- **WORK ITEM**
Across all of the records below, determine the number of lines containing the string "wicker"; reply with that number only.
* * * * * * * * *
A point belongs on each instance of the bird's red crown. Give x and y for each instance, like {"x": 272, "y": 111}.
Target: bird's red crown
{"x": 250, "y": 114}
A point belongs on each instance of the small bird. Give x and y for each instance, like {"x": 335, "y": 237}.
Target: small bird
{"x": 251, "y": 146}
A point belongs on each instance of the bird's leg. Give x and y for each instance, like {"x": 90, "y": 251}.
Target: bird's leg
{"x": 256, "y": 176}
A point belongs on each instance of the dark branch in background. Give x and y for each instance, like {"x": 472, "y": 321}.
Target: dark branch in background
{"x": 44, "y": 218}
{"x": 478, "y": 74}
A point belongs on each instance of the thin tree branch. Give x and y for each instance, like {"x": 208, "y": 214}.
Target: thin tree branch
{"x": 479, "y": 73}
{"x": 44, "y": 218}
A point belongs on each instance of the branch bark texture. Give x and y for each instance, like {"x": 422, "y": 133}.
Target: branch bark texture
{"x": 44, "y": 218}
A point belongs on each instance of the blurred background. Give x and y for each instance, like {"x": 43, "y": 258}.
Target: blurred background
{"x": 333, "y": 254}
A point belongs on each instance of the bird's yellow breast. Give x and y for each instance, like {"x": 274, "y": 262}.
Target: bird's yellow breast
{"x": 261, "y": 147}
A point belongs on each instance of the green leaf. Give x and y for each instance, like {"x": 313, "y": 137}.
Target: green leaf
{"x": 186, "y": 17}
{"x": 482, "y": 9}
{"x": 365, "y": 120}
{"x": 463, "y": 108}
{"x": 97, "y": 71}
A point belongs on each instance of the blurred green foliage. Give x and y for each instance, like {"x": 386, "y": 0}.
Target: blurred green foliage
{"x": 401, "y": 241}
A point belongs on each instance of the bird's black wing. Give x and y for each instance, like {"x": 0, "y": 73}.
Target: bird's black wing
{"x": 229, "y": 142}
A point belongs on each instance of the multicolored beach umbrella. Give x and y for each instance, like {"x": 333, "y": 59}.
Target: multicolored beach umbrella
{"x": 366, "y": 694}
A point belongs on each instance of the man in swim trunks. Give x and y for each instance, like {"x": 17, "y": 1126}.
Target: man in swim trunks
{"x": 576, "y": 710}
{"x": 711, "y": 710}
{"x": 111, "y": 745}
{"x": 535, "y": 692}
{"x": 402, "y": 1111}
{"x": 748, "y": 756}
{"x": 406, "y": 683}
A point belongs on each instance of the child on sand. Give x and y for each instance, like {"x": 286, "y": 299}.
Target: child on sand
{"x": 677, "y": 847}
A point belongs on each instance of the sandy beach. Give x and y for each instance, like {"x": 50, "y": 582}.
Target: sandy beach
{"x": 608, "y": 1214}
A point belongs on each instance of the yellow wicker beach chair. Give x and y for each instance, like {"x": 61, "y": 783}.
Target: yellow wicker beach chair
* * * * * * * * *
- **OUTPUT FOR THIS TASK**
2